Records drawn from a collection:
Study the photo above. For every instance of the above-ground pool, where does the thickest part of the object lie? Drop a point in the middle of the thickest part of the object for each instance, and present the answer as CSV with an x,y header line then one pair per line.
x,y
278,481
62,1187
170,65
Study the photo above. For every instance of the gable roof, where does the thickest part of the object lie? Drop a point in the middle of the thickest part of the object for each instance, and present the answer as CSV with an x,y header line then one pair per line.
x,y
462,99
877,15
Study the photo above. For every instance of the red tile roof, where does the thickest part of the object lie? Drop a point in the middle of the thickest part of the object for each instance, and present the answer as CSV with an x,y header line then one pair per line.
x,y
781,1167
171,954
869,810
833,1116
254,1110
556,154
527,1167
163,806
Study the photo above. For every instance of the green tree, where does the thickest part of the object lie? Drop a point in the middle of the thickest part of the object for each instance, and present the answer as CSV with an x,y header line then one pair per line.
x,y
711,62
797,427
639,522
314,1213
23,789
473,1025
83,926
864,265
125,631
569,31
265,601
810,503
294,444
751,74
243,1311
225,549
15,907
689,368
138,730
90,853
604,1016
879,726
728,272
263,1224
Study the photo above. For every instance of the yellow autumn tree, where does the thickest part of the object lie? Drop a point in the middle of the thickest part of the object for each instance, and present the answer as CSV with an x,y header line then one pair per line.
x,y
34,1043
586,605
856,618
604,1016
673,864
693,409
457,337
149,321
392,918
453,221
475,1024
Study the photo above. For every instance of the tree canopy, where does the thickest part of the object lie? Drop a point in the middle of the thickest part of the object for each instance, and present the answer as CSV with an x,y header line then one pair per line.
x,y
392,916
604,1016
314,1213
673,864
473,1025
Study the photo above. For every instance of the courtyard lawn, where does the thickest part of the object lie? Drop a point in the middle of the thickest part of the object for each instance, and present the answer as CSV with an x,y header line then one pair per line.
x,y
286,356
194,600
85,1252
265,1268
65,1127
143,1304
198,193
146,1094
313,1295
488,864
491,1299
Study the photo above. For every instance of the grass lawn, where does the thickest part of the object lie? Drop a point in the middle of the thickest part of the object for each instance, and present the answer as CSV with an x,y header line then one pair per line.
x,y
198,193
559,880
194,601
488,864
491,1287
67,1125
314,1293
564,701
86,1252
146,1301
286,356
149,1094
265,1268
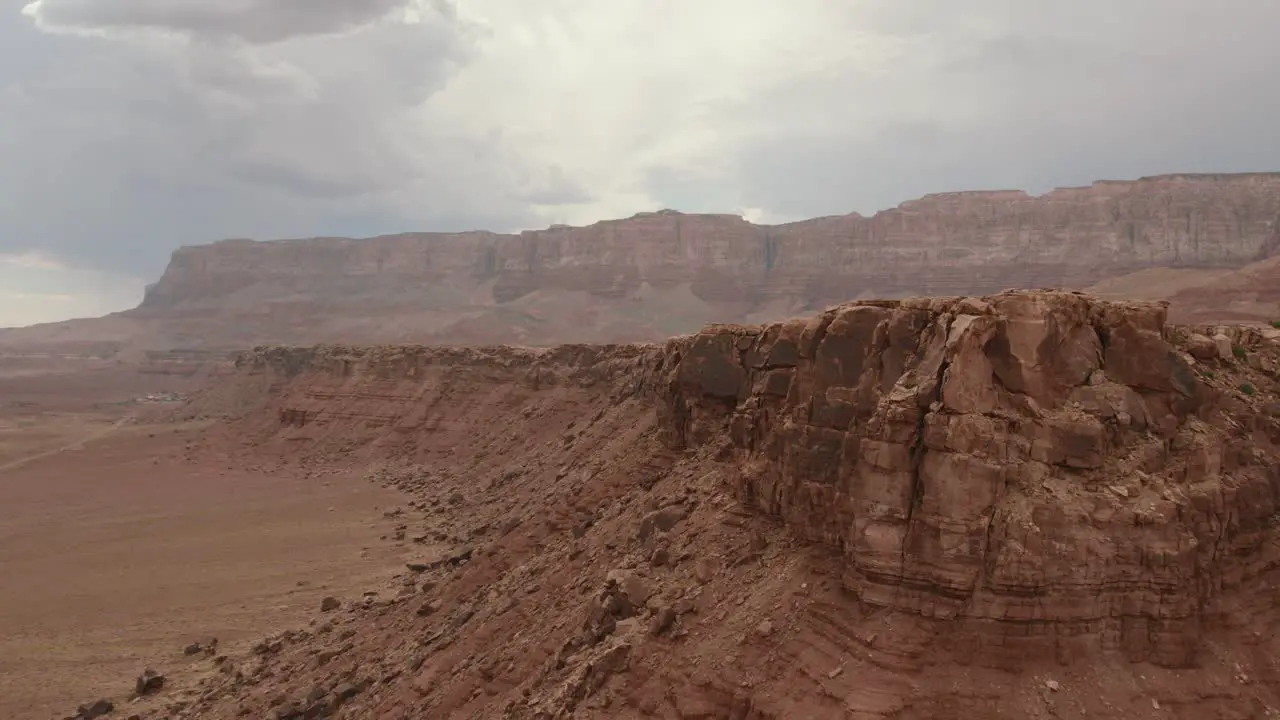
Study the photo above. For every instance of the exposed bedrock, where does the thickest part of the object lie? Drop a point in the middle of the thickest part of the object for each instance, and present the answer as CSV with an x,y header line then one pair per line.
x,y
1050,473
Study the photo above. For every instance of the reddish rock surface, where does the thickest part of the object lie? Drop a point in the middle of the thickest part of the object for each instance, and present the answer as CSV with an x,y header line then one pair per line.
x,y
657,274
1025,505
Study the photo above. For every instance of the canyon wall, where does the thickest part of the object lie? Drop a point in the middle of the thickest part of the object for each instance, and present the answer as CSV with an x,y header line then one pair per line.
x,y
1047,473
1043,473
1024,505
656,274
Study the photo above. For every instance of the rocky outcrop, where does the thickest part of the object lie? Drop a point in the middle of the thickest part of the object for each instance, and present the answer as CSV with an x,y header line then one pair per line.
x,y
656,274
1051,474
968,242
972,493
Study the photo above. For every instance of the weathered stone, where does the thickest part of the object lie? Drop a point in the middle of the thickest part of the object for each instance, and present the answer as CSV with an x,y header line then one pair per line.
x,y
917,436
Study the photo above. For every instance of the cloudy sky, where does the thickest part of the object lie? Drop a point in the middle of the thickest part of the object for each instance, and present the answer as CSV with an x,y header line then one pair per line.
x,y
131,127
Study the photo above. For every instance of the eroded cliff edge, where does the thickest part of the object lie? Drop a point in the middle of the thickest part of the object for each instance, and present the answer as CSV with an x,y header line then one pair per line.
x,y
1025,505
1051,473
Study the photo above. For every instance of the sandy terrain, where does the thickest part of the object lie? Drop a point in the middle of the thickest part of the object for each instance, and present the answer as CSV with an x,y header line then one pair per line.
x,y
118,554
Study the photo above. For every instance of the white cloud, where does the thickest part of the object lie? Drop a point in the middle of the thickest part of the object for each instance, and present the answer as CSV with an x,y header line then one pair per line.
x,y
269,118
37,290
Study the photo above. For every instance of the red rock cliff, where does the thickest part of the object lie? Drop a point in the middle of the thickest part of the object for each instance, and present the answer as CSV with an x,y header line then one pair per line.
x,y
963,242
1047,472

◆ WRITTEN PROBLEM ◆
Reproduce the items from the line containing "Study the photo above. For every instance of the weathered" through the end of the items, inclusive, with their requests unchanged. Multiply every x and y coordinate in the answers by 1.3 and round each result to a whole number, with halves rounded up.

◆ OUTPUT ◆
Study the photo above. For every instance of the weathered stone, where does the thickest part of the object lie? Drop a point in the middle of the thickest part of the object for each instance, and present the answer as CSV with an x,y header line then one pair per line.
x,y
1192,567
Study the photo above. For every instance of the cloudy sky, where does the thickest part of the object lie? Drop a point in the middle of the thickest part of the object for each instance, and present the answer as CSV with an x,y header line then one pair per line.
x,y
170,165
Study the photo above. For every instance of the eroded cliff edge, where does the thickest part of the object lie? Drop a point in the middle of the thickest part of the object for each instance, and present the answer as CSV with an x,y header line then one pair per line.
x,y
1333,657
1366,615
Study the photo above. For every instance of the sandy terrain, where does the thickest part of the object lie? Drop a point in the middle of the thickest part of the object for each instance, and present the answer as CSV with an x,y header line then one pair per line.
x,y
153,720
Study the photo above. For every instance of the white cloud, where does the thickest part of the object lie? Drop a point in the middle of the thickest part of the object for each instance, and present the answer as CSV with an x,y header line then one pair per line.
x,y
350,153
48,377
Study the photo above. For every instance of the red rock cliff, where does the thickest part of the object lie? Drop a point in the middle of the thickest part of the object for each instance, and present the answer as CSV with an x,y header line then one pair per line.
x,y
1252,315
1361,614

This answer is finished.